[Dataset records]
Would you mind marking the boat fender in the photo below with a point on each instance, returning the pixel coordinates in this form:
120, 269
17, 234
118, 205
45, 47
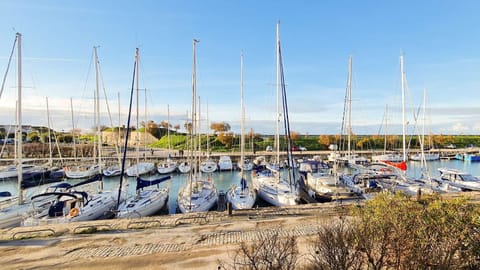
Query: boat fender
73, 212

**TASK DESCRIPTION**. Rewrite the items above, changing "boat fender" to "dock fender" wherever it occurs and keeping everything else the same. Leave out the pictures.

**WRITTEN ANSWER**.
Would you mind marking the dock fender in the photo below with a point on each instance, returning the pixel coordinates in this form:
120, 269
17, 234
118, 205
45, 47
Query: dock fender
73, 212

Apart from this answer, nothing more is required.